◆ Exercise prompt ◆
Starting at the beginning of the records below and ending at the line that contains "positive clicks: (1397, 1024)", render each line as one string in a JSON list, leaving out any blank lines.

◆ Source data ◆
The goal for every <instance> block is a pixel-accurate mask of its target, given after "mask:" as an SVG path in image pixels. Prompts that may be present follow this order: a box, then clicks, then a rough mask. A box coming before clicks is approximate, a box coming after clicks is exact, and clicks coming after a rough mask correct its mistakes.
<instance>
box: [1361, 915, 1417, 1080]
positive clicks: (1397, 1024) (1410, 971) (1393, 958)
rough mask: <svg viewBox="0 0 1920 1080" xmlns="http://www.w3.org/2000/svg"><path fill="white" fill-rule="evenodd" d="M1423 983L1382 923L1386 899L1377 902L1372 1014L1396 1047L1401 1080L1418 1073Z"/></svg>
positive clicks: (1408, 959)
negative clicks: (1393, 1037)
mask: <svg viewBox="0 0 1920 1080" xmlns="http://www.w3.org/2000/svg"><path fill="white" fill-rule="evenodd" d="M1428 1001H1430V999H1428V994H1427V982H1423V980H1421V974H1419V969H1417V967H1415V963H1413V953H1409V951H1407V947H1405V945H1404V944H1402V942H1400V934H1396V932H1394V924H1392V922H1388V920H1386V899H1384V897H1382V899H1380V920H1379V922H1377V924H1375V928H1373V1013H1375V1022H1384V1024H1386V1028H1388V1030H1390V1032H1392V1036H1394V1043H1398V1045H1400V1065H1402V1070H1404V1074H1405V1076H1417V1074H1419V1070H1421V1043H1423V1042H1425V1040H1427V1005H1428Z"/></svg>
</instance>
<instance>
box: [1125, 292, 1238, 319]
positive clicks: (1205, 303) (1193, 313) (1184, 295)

◆ Output of the task ◆
[
  "The goal for every <instance> block is a pixel-accurate mask of its target, given after \"mask:\" as an SVG path in image pixels. Prompts that may be present follow this order: a box, then clicks, then a rough mask. A box coming before clicks is approximate, a box coming after clicks is exact, and clicks coming after a rough mask correct its mistakes.",
  "<instance>",
  "box: [1361, 915, 1417, 1080]",
  "positive clicks: (1397, 1024) (1410, 971) (1393, 958)"
]